* BEGIN PAGE EXCERPT *

1.1 Concepts and technical background

To help understand this thesis a few concepts in context with the research are explained, their relation to each other and a technical background on where they come to place.

Visitor A visitor is a person or a program that uses a computer, tablet, phone etc. to view or visit a (web)page that is requested over the Internet from a (web)server. When we talk of a program as a visitor we refer to it as a bot.

Bot A computerized non human visitor. These bots are for example used to index websites for search engines or to find security vulnerabilities to steal visitor data.

Resource Resources can be pages, images, styling scripts, etc.

Request A request is the action where the visitor opens a (web)page via for example a web browser. For this research we consider request as a subset of resources. Only script requests count as “a request”.

Processing queue When a request reaches the web server it is placed in the processing queue to await processing.

Visit When a visitor request a page, this is seen as a visit to that page.

Traffic Traffic is the amount of requests that reach the server per time unit.

(Rate A rate is how many times an event happens per time unit. For example the request rate is the number of requests that reach the server per time unit. This also works for “page rate”, where it defines how many pages could be processed per time unit.

Bandwidth The bandwidth defines how much bytes/bits can be transferred

per time unit. This is mostly expressed in Mbps (Mega bits per second)

or Gbps (Giga bits per second).

(9)

DDoS attack A Distributed Denial of Service (DDoS) attack is a malicious attempt by an attacker to overload a server. This is done by using multiple devices to continuously request resources from one server till it cannot handle the requests anymore.

Trace A trace is a chronological list of pages the visitor has requested. There is one trace per visit per visitor. Traces consist purely out of the visited pages and additional resources such as images are excluded. Traces will be discussed in more detail in section 2.3.2.

(Web)page A (web)page consist of HTML code, which can be seen as a recipe containing all the ingredients to build the page, such as the images, styling and functional scripts.

(Web)site A (web)site is a collection of pages connected via links. Websites are visited over the Internet by requesting pages from a (web)server.

(Web)server In the case of this research the (web)server is a physical computer placed in a server park in Amsterdam. This server uses PHP to process data from the database into HTML pages which are transported via HTTP using Apache.

* END PAGE EXCERPT *
* BEGIN RAW DATA *

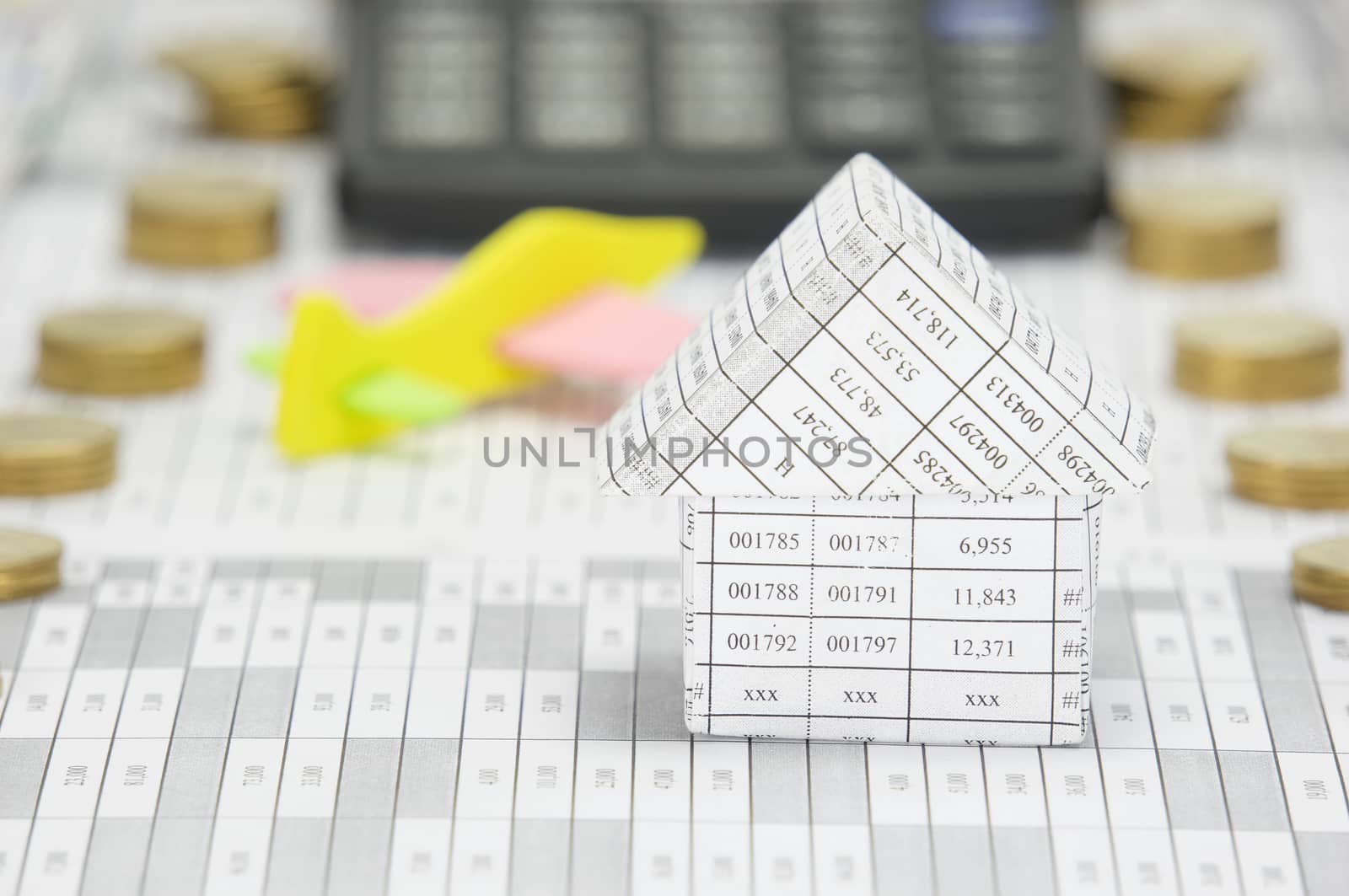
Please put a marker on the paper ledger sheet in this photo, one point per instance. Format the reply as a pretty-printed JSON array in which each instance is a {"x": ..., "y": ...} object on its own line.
[{"x": 890, "y": 619}]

* END RAW DATA *

§ **WRITTEN TASK A**
According to the glossary of web terms, where is the research web server physically located?
§ **WRITTEN TASK B**
Extend the glossary of web terms with further entries, starting after the definition of a web server.
The material comes from a separate source.

§ **EXERCISE OUTPUT A**
In a server park in Amsterdam.

§ **EXERCISE OUTPUT B**
HTML HyperText Markup Language is a markup language for web browsers that defines which content should be displayed and how.

PHP PHP [10] Hypertext Preprocessor --> Personal Home Page Hypertext Preprocessor is a scripting language that uses code to generate HTML pages. PHP can do more than generating HTML but that is not relevant for this thesis.

HTTP HyperText Transfer Protocol [8] is a protocol to transfer data over the Internet.

Apache Apache [9] is software that processes request. For example Apache can fetch images/files or requests PHP to process a page to deliver this to the visitor.

Database A database is a medium that can store and make easily accessible large quantities of data.

(Server)load The (server)load determines how occupied a server is. For ex- ample a 90% load means the server has only 10% capacity available to process new requests. With higher rates/multiple requests at a time the load will increase. The maximum load is determined by the bottleneck of the server. Section 2.4 goes more into depth on this.

Campaigns, ad campaigns or advertisement campaigns Campaigns, ad

campaigns or advertisement campaigns are planned strategies to draw

visitors to a certain page via links in search results, banners on webpages,

articles on social media and such.

(10)

Figure 1.1: Concepts visualized

Ripple effect When a page is visited, there is a big chance more pages on the same website will be visited as well. We call this the ripple effect.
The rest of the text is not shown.